[[ EXTRACTED ENTRIES, beginning ]]

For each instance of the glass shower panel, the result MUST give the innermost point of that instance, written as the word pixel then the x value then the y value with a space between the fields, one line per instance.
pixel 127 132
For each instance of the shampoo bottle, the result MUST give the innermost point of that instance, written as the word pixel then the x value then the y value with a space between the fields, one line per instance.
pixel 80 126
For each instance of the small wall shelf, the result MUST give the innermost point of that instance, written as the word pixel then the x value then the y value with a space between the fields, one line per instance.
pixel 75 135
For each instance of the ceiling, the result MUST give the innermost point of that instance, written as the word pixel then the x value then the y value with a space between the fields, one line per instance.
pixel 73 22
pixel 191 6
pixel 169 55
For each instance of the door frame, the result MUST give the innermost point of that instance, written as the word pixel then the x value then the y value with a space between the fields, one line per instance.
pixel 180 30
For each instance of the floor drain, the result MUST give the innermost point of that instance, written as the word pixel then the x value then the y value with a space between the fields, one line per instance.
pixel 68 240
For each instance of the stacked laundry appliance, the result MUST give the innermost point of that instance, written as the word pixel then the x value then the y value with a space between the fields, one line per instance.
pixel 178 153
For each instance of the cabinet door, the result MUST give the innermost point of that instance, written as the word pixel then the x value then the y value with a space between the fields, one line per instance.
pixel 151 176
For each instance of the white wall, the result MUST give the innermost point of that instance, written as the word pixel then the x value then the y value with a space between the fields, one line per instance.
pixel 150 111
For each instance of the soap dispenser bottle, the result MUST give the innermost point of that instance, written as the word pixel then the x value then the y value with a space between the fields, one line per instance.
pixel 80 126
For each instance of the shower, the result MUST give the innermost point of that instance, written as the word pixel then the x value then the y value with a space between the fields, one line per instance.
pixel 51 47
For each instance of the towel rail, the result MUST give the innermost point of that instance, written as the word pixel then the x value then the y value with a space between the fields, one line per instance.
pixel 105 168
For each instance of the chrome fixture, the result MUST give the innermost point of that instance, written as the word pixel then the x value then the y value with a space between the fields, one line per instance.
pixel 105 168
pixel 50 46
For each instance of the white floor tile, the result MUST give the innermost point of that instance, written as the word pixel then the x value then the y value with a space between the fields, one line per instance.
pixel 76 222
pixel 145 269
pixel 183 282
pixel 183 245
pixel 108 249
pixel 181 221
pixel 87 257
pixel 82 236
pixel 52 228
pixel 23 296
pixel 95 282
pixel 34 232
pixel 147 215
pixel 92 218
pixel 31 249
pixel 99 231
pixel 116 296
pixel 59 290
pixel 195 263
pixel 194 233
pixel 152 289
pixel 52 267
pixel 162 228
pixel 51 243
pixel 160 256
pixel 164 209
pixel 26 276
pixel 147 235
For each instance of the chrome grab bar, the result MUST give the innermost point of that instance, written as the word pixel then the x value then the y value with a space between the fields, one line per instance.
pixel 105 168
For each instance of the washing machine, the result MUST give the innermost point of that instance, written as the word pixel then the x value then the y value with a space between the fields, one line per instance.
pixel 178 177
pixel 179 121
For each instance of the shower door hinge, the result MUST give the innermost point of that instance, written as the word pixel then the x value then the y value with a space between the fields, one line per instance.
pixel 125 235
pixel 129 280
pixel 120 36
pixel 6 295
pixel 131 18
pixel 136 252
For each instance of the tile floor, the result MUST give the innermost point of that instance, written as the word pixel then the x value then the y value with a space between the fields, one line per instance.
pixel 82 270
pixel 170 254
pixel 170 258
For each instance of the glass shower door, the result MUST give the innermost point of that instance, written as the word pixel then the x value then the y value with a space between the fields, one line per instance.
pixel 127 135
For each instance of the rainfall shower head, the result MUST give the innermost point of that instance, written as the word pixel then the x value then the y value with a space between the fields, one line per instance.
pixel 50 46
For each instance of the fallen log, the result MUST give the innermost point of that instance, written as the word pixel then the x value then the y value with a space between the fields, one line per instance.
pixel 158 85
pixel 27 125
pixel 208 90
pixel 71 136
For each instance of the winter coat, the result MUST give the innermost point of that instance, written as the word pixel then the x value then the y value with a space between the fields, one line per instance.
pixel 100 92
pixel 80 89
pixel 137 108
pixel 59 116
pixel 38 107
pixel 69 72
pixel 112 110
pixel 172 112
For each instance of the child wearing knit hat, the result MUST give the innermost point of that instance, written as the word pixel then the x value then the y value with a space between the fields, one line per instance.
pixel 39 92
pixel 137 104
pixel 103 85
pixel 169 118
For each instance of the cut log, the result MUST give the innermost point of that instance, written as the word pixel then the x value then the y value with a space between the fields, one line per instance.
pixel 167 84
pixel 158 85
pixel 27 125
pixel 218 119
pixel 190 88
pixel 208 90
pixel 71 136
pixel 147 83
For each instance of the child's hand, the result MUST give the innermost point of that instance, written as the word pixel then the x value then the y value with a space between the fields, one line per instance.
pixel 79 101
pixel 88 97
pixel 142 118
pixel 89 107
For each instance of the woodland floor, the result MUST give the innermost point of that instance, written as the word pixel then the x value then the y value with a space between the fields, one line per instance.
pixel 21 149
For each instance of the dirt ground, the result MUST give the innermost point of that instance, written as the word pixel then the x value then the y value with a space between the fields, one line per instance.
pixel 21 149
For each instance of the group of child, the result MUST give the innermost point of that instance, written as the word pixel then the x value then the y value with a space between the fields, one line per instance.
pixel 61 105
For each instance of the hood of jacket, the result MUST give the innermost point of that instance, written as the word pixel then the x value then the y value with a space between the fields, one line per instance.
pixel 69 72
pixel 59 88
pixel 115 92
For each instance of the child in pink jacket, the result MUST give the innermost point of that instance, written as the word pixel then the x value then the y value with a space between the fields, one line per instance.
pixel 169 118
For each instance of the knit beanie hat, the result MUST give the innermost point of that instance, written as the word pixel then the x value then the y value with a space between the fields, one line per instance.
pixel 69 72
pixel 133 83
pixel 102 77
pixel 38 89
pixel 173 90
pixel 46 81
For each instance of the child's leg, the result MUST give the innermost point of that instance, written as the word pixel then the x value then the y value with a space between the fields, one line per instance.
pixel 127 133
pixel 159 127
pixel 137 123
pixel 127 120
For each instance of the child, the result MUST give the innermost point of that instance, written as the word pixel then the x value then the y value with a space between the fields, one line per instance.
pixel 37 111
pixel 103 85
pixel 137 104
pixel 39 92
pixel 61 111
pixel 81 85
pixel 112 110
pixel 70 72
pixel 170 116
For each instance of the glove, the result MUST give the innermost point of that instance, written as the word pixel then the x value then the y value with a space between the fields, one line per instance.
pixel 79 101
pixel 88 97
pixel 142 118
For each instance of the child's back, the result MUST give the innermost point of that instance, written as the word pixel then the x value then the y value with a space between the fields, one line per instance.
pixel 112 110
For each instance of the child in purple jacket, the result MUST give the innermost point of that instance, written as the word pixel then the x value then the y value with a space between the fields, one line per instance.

[[ EXTRACTED ENTRIES, end ]]

- **TASK REQUIREMENTS**
Output each record exactly, leaving nothing out.

- **SOLUTION TO THE PROBLEM**
For each instance of the glass shower panel, the result MUST give the innermost point of that instance, written as the word pixel then the x value then the y value with a space between the fields, one line per instance.
pixel 127 132
For each instance of the shampoo bottle, the result MUST give the innermost point of that instance, written as the word pixel then the x value then the y value with a space between the fields, one line per instance.
pixel 80 126
For each instance of the small wall shelf, the result MUST give the innermost point of that instance, written as the word pixel then the x value then the y value with a space between the fields, one line per instance.
pixel 75 135
For each instance of the ceiling, the result MUST give the innermost point of that instance, written as the word pixel then the x value then the y value with a space between the fields, one line per instance.
pixel 73 22
pixel 191 6
pixel 169 55
For each instance of the door frame, the result MUST give the innermost point of that instance, written as the word pixel then the x value then the y value with a space between the fields, one line per instance.
pixel 180 30
For each instance of the floor drain, the result MUST give the innermost point of that instance, written as the word pixel then the x value then the y value with a space between the fields, one line per instance.
pixel 68 240
For each instance of the stacked laundry appliance, the result MUST give the innermost point of that instance, written as the word pixel then the x value then the y value with a space between the fields, one line per instance.
pixel 178 153
For each instance of the cabinet door, the result MUST give the innermost point of that instance, written as the word pixel then the x value then the y value with a space between the fields, one line per instance.
pixel 151 176
For each instance of the white wall, the result MUST give the innermost point of that instance, written as the word pixel then the x value then the y value with a space between the fields, one line per instance.
pixel 150 111
For each instance of the soap dispenser bottle, the result MUST give the innermost point of that instance, written as the word pixel then the x value then the y value with a space between the fields, one line per instance.
pixel 80 126
For each instance of the shower, the result MUST give the innermost point of that instance, written as the word pixel then the x value then the y value with a space between the fields, one line per instance.
pixel 51 47
For each instance of the towel rail, the result MUST give the innermost point of that instance, written as the word pixel then the x value then the y value with a space between the fields, one line per instance.
pixel 105 168
For each instance of the chrome fixture, the result MUST give the innermost point of that instance, written as the word pixel then the x value then the y value with a space between the fields, one line per instance.
pixel 105 168
pixel 50 46
For each instance of the white floor tile, the result MUST give the innermost point of that instance, written as the word pixel then the x value then the y value with a space between the fields, one line per instance.
pixel 76 222
pixel 145 269
pixel 183 282
pixel 183 245
pixel 108 249
pixel 181 221
pixel 87 257
pixel 82 236
pixel 52 228
pixel 23 296
pixel 95 282
pixel 34 232
pixel 147 215
pixel 92 218
pixel 31 249
pixel 99 231
pixel 116 296
pixel 59 290
pixel 195 263
pixel 194 233
pixel 152 289
pixel 52 267
pixel 162 228
pixel 51 243
pixel 160 256
pixel 164 209
pixel 26 276
pixel 147 235
For each instance of the chrome grab bar, the result MUST give the innermost point of that instance, written as the word pixel then the x value then the y value with a space between the fields, one line per instance.
pixel 105 168
For each instance of the washing machine, the result MUST give the innermost point of that instance, written as the word pixel then the x value then the y value with a space between the fields, one line per instance.
pixel 178 177
pixel 179 121
For each instance of the shower door hinge, the result MUST give the innermost point of that instance, written as the word pixel then the x value then the y value with a space between the fields, one line per instance.
pixel 125 235
pixel 129 280
pixel 120 36
pixel 6 295
pixel 131 18
pixel 136 252
For each instance of the tile floor, the result MUST give the innermost point of that instance, written as the word pixel then the x value then the y value with a space between the fields, one line per instance.
pixel 82 270
pixel 170 254
pixel 170 258
For each instance of the glass shower door, the result MUST give the innermost point of that instance, written as the word pixel then the x value then the y value with a space between the fields, one line per instance.
pixel 127 135
For each instance of the rainfall shower head, the result MUST give the innermost point of that instance, written as the word pixel then the x value then the y value with a space between the fields, one line per instance.
pixel 50 46
For each instance of the fallen log, the result MUST give the innermost point of that instance, written as the word pixel then the x value then the y value with a space between the fields, one line per instance.
pixel 158 85
pixel 27 125
pixel 208 90
pixel 71 136
For each instance of the winter coat, the result MUST give the innermost point of that instance, written as the word pixel then the x value then the y value with a space between the fields, one line per instance.
pixel 100 92
pixel 80 89
pixel 137 108
pixel 59 116
pixel 38 107
pixel 69 72
pixel 112 110
pixel 172 112
For each instance of the child wearing knit hat, the result MUST give the innermost point of that instance, written as the word pixel then the x value then the y value with a space between the fields, one line per instance.
pixel 39 92
pixel 137 104
pixel 103 85
pixel 169 118
For each instance of the cut log, the result MUST give the innermost point of that instance, written as the word pixel then the x value then the y value with a space between the fields, one line per instance.
pixel 167 84
pixel 158 85
pixel 27 125
pixel 218 119
pixel 190 88
pixel 208 90
pixel 71 136
pixel 147 83
For each instance of the child's hand, the result MUST give the innermost point of that instance, written as the word pixel then the x value then the y value with a space between the fields, one line per instance.
pixel 79 101
pixel 88 97
pixel 142 118
pixel 89 107
For each instance of the woodland floor, the result MUST give the innermost point of that instance, written as the word pixel then the x value then the y value with a space between the fields, one line per instance.
pixel 21 149
For each instance of the dirt ground, the result MUST give the innermost point of that instance, written as the word pixel then the x value then the y value with a space between the fields, one line per instance.
pixel 21 149
For each instance of the group of child, the result MUST give the innermost point of that instance, written as the word pixel then the x value then the y value with a space between the fields, one line per instance.
pixel 61 105
For each instance of the hood of jacket, the result MUST give the innermost point of that instance, written as the word pixel then the x value then the y value with a space between the fields, one line per instance.
pixel 69 72
pixel 59 88
pixel 115 92
For each instance of the child in pink jacket, the result MUST give the innermost point of that instance, written as the word pixel then the x value then the y value with a space between the fields, one line per instance.
pixel 169 118
For each instance of the knit beanie hat, the result MUST give the innermost point of that instance, written as the word pixel then the x value then the y value with a space between the fields, one line per instance.
pixel 69 72
pixel 133 83
pixel 102 77
pixel 38 89
pixel 173 90
pixel 46 81
For each instance of the child's leg, the result MUST give the innermost point of that instance, written as the word pixel then the x value then the y value with a space between the fields, one line per instance.
pixel 127 133
pixel 159 127
pixel 137 123
pixel 127 120
For each instance of the child, the result MUST give the innermost point of that instance, written as the word pixel then the x value then the y value with a space between the fields, one line per instance.
pixel 37 111
pixel 103 85
pixel 137 104
pixel 39 92
pixel 61 111
pixel 81 85
pixel 112 110
pixel 70 72
pixel 170 116
For each instance of the glove, the result MUST give the innermost point of that instance, written as the word pixel then the x value then the y value with a space between the fields, one line per instance.
pixel 79 101
pixel 88 97
pixel 142 118
For each instance of the child's back, the result MUST give the innermost point of that instance, written as the word pixel then the x value then the y value with a space between the fields, one line per instance.
pixel 112 110
For each instance of the child in purple jacket, the result MUST give the innermost point of that instance, written as the word pixel then the x value then the y value with a space between the fields, one line per instance.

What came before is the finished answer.